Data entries
====
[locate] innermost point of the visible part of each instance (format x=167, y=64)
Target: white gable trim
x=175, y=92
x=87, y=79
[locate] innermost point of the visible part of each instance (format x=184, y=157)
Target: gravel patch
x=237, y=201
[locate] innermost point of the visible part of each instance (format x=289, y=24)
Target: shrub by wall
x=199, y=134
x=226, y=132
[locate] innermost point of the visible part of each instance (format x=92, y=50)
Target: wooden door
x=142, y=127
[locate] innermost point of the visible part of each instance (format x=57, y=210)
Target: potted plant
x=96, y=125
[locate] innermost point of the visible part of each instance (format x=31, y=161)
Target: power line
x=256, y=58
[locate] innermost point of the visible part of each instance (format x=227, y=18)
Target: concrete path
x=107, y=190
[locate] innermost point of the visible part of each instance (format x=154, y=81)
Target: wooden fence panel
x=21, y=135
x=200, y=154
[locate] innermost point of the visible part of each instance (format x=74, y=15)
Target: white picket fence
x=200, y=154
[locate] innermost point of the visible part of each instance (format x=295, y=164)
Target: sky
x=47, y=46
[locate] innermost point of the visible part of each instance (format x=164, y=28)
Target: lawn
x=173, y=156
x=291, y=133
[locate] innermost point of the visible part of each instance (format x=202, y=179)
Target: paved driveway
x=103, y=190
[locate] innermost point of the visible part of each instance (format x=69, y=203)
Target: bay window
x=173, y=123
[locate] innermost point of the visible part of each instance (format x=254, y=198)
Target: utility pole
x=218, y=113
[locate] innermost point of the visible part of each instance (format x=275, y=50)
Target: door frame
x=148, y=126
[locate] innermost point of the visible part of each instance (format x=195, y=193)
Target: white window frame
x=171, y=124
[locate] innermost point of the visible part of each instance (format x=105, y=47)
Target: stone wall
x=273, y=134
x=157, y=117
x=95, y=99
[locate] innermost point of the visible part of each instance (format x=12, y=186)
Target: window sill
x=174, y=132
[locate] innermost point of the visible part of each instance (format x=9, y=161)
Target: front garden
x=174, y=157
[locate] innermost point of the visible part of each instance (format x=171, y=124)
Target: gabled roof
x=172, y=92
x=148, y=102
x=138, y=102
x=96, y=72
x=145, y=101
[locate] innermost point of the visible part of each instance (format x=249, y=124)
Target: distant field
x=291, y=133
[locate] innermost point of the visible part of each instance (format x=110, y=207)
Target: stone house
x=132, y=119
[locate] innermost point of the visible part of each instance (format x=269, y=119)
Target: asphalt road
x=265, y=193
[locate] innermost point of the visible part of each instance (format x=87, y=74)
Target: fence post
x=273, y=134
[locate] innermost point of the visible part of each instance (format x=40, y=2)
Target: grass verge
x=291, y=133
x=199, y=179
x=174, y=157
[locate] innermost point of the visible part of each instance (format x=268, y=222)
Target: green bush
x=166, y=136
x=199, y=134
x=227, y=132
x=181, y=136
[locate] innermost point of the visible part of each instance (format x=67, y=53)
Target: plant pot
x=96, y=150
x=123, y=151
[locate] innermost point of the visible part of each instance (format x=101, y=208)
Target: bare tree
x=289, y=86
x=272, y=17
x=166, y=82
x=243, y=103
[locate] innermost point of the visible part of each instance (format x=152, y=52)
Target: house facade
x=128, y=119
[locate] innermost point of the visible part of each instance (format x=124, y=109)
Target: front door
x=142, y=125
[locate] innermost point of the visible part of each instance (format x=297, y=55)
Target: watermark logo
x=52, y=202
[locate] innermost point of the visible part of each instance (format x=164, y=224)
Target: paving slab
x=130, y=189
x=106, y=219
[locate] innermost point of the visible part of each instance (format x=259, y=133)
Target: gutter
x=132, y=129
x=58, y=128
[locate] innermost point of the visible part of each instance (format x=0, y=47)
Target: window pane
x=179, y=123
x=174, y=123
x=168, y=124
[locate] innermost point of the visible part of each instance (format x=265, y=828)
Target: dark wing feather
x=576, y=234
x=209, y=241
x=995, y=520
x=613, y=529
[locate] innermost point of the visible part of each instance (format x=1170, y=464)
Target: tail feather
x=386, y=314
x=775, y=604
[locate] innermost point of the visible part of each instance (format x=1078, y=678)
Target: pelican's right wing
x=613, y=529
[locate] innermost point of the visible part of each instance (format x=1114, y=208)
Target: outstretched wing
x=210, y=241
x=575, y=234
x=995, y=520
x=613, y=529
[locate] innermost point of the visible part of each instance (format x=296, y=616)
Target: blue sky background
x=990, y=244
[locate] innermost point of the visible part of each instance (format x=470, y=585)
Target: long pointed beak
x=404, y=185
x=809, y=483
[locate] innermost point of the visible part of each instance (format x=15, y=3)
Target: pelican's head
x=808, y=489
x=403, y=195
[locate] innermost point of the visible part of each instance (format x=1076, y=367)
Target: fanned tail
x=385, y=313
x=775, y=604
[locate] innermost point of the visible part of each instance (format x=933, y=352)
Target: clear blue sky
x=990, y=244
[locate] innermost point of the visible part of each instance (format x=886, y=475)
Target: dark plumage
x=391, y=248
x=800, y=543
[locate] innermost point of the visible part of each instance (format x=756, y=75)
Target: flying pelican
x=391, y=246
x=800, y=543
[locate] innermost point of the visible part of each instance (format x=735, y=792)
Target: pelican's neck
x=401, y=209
====
> [What to work on]
Word for word, please print every line from the beginning of the records to the line bearing "(format x=289, y=24)", counting both ends and stopping there.

> [Task result]
[locate] innermost point of the visible part of each instance (format x=167, y=64)
Target: white gable trim
x=175, y=92
x=87, y=79
[locate] innermost point of the visible part of each instance (format x=184, y=157)
Target: gravel patch
x=237, y=201
[locate] innermost point of the visible part of each instance (format x=289, y=24)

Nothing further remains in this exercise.